-- begin --

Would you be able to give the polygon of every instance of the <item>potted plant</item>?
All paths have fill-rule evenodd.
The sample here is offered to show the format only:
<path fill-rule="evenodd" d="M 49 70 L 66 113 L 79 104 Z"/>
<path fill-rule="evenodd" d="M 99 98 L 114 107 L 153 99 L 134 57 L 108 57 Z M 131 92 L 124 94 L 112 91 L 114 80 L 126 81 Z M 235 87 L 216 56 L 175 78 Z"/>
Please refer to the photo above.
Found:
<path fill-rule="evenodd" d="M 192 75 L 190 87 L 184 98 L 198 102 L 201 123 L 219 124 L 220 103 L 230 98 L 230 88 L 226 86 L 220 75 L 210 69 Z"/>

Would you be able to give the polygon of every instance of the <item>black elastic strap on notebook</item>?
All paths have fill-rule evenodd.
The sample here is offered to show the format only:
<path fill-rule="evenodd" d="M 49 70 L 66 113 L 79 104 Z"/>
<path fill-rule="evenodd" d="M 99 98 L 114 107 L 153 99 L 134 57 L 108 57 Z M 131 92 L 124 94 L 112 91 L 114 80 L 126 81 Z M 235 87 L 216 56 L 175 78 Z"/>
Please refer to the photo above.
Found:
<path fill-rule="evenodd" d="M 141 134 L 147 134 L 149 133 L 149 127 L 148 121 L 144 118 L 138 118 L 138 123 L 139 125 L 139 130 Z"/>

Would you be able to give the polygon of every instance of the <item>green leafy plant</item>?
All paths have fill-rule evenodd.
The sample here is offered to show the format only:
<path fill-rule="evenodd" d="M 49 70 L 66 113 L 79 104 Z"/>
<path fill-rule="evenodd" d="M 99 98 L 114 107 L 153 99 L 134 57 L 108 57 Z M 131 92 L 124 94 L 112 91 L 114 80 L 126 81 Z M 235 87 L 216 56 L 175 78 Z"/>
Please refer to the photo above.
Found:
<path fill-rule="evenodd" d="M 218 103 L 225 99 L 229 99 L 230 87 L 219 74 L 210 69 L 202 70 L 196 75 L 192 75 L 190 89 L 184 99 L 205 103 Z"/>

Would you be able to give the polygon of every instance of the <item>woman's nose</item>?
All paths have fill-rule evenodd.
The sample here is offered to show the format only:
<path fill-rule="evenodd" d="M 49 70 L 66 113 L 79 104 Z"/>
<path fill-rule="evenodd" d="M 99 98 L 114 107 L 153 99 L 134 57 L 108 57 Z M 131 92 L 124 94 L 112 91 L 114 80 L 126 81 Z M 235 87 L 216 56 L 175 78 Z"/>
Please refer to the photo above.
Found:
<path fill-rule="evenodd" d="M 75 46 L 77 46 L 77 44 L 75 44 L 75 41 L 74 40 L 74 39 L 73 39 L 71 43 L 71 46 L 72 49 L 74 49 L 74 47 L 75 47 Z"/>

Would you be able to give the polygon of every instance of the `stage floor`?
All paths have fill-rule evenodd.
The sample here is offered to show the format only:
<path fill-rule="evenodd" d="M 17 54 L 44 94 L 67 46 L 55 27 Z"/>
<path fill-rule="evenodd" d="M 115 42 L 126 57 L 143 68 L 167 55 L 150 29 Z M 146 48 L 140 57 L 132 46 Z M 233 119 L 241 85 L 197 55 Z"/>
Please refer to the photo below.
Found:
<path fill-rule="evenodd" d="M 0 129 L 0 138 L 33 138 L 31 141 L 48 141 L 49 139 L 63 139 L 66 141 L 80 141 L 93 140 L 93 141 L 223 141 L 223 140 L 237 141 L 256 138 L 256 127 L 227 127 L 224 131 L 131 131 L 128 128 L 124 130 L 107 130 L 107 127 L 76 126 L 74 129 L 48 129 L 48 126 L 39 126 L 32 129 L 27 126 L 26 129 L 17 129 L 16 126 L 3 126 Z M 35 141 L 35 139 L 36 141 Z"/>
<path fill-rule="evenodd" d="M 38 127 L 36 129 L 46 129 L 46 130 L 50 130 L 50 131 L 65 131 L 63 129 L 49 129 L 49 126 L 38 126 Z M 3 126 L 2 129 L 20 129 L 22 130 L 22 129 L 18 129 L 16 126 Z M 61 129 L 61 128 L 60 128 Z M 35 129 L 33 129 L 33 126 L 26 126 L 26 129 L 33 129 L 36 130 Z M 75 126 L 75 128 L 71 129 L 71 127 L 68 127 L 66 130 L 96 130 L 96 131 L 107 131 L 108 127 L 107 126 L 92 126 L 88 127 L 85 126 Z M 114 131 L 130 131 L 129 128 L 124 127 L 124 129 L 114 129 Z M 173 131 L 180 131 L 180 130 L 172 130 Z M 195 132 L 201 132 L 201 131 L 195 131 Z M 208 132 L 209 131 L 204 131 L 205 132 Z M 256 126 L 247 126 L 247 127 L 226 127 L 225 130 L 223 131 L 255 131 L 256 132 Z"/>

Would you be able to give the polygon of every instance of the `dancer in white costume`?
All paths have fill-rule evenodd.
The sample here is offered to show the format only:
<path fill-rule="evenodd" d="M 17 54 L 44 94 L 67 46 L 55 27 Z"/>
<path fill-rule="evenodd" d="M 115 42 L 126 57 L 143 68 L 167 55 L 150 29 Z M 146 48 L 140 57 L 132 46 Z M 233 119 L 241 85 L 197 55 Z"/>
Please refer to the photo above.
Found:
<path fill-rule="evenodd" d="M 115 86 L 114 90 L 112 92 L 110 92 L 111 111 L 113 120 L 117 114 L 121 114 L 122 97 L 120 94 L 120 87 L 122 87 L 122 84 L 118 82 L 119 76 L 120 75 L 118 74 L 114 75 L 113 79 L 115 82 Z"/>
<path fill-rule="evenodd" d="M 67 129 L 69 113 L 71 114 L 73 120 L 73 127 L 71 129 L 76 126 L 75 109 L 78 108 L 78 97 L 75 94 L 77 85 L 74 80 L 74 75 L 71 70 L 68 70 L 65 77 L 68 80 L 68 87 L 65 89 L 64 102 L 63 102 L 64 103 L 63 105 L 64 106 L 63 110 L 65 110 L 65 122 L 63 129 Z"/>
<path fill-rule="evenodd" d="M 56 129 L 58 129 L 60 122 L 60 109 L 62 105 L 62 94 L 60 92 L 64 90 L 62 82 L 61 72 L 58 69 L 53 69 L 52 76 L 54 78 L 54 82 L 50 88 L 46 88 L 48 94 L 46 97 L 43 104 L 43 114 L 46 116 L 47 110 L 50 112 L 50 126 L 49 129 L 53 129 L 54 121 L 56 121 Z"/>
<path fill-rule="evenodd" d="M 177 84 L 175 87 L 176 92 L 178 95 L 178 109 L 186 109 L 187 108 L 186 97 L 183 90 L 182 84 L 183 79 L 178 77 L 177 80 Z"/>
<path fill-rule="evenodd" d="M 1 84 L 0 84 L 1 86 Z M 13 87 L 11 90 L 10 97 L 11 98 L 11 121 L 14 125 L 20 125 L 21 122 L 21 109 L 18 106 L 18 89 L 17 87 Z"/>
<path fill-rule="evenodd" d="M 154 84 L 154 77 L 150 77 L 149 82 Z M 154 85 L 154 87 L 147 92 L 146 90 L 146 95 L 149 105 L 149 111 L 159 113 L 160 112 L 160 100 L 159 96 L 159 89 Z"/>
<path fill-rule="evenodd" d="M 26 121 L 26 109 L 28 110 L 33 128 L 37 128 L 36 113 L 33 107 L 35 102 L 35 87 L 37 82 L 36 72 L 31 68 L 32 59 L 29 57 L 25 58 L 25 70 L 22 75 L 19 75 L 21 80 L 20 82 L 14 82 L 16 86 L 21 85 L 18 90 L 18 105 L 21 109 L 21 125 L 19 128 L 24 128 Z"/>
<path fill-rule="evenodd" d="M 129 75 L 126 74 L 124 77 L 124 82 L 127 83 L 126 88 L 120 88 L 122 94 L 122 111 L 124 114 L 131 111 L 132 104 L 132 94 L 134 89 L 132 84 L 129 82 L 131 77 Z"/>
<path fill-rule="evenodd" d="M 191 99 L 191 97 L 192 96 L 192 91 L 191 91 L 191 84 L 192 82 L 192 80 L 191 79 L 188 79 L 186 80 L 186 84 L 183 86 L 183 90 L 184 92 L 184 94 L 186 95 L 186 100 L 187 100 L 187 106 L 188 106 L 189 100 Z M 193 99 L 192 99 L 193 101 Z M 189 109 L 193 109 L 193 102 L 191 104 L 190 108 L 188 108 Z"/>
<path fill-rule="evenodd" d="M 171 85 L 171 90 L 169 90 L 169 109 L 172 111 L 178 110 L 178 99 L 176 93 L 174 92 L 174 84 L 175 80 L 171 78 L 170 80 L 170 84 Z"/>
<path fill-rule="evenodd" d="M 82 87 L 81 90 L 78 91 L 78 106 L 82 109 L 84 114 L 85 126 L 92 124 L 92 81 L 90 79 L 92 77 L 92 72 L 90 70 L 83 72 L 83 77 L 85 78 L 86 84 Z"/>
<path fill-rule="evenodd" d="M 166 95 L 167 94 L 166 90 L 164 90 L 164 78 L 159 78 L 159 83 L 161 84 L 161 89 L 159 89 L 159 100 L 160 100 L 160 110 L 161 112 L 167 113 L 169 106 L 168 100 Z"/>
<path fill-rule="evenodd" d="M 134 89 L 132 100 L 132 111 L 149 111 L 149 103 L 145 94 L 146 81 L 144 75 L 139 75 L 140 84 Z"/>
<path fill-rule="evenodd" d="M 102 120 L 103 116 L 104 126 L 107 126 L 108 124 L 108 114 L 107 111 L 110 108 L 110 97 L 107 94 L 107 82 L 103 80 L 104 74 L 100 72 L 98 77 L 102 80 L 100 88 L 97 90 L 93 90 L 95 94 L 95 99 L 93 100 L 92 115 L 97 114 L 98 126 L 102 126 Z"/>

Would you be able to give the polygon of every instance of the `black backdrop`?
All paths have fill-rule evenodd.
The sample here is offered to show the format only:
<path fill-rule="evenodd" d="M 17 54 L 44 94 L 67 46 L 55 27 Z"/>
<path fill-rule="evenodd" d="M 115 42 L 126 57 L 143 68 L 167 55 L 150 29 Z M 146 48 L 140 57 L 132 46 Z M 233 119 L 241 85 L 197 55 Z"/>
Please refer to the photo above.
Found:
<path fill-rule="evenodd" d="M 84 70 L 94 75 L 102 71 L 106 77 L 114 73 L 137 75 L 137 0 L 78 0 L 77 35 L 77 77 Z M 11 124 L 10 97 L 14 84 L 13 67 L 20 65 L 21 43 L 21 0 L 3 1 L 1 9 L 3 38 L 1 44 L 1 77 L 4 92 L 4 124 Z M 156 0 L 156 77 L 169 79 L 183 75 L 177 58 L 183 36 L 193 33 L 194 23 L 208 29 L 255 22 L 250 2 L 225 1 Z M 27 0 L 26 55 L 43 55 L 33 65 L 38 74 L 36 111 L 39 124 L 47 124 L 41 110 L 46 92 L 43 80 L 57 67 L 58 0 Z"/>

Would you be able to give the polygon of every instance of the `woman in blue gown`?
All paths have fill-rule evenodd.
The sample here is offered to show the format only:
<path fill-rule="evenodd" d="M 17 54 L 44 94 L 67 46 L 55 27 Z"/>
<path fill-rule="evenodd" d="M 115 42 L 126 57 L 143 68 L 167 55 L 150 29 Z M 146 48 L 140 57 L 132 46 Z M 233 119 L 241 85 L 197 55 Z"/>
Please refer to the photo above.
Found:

-- end --

Task details
Recast the lines between the one holding "the <item>woman's nose</item>?" and the one holding "75 46 L 77 46", inclusive, as a two-column CSV with headers input and output. Put the text that precedes each answer in the input field and that answer in the output field, quote both fields, and replace line breaks with spaces.

Expected output
input,output
"Would you be able to give the polygon of every instance of the <item>woman's nose</item>? All paths have fill-rule evenodd. The sample here is offered to show the format only: <path fill-rule=""evenodd"" d=""M 49 70 L 66 113 L 79 104 Z""/> <path fill-rule=""evenodd"" d=""M 99 98 L 114 107 L 153 99 L 134 57 L 108 57 Z M 131 92 L 124 94 L 112 91 L 114 80 L 126 81 Z M 235 87 L 216 56 L 175 78 Z""/> Please refer to the photo above. Found:","<path fill-rule=""evenodd"" d=""M 75 46 L 77 46 L 77 44 L 75 44 L 75 41 L 74 40 L 74 39 L 73 39 L 71 43 L 71 46 L 72 49 L 74 49 L 74 47 L 75 47 Z""/>"